§ **REQUIRED ACTIONS**
A - In the wild sentiment conversation, about what share of available brand perception information and customer feedback is out in the wild?
B - Please pick up the wild sentiment conversation right after its last sentence and carry it forward.

§ **TEXT PROVIDED**

= = = = = = =

Charlotte Ward: 12:43
Let’s do a whole other episode. Give us the headline.
Nate Brown: 12:48
But what one of the things that I would tell that person is tap into what I’ve been calling wild sentiment. So wild sentiment is is how customers think and feel about you just out in the world. And organizations are still too dependent on structured channels. And and structured channels have gotten better, Charlotte. I mean, we’re not as dependent on surveys anymore, and there’s there’s a time and a place for a good survey.
Charlotte Ward: 13:16
uh-huh.
Nate Brown: 13:16
But we we have these elevated structured channels of our own community function that we’ve built, of a customer advisory board. You know, things like that are really effective. But even still, on average, like 80% of brand perception information, customer feedback that’s available is out in the wild, places like Reddit and YouTube and third-party communities and social reviews and conversations that are going on in an unstructured way. So, how, Charlotte, do we listen well to all these wild sentiment conversations so that we can really understand and know how our customers think and feel about it?

= = = = = = =

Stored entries

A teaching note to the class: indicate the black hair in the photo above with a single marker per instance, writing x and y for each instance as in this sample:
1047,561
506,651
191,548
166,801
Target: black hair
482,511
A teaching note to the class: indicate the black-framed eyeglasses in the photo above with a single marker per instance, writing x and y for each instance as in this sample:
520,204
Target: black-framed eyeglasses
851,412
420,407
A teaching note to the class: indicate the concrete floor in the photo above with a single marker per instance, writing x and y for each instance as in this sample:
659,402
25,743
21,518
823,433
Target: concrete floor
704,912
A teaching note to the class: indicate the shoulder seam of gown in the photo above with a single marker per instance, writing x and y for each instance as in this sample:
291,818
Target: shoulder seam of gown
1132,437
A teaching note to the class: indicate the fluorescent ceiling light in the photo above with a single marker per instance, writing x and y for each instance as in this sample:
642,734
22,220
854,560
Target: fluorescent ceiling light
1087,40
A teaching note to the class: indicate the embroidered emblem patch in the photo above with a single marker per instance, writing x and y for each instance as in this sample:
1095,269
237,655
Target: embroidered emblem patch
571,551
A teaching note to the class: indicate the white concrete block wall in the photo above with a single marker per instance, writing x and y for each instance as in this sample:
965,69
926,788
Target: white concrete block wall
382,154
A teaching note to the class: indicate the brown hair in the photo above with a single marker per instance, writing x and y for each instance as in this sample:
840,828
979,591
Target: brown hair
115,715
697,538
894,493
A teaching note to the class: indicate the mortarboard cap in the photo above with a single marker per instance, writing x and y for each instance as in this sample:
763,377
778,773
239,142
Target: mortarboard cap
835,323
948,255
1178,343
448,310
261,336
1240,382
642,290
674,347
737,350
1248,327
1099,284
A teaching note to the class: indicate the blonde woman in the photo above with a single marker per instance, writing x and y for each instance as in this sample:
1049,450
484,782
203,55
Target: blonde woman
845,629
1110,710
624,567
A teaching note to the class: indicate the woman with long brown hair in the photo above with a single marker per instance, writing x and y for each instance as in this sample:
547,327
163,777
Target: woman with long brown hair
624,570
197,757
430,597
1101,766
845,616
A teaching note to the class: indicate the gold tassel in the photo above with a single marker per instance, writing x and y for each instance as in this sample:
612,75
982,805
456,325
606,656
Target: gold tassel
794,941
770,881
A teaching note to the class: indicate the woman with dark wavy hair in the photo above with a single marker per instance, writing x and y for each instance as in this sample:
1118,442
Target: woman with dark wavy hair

= = = = = = =

§ **THE RESPONSES**
A - On average, about 80%.

B -
Charlotte Ward: 13:59
So, actually getting out there and maybe even uh um to your point, like uh not making a struct a structured approach, but just putting the legwork in, doing the equivalent of, you know, walking around the shop floor or whatever, the, you know, and just listening, listening, going right, going through forums, going through all of those freeform. Yeah.
Nate Brown: 14:21
But the courageous part is walking on somebody else’s shop floor. It’s no longer your shop floor.
Charlotte Ward: 14:27
Yeah, yeah.
Nate Brown: 14:28
If you think about Charlotte, I mean, think about how much different it is, the the front door to resolutions. If you think about when you have a problem now, like I’ve got this beautiful 5D Mark IV in front of me. Let’s say I’ve got a problem with it connecting my external flash to the camera, the lens isn’t connecting. Back in the day, I’d be I’d be going to the Canon website or I’d be doing a Canon live chat or or trying to call Canon to fix my problem with that camera. I’m not going to do that anymore. I I’m using an AI-enabled search engine. And what’s that’s giving me, it’s giving me user testimonials of how they’ve solved this problem. It’s giving me this wonderful video that I should watch. It’s giving me a step-by-step guide that it collected from five or six different sources, but it knows this is how I can ultimately solve that problem.
Charlotte Ward: 15:23
Yeah.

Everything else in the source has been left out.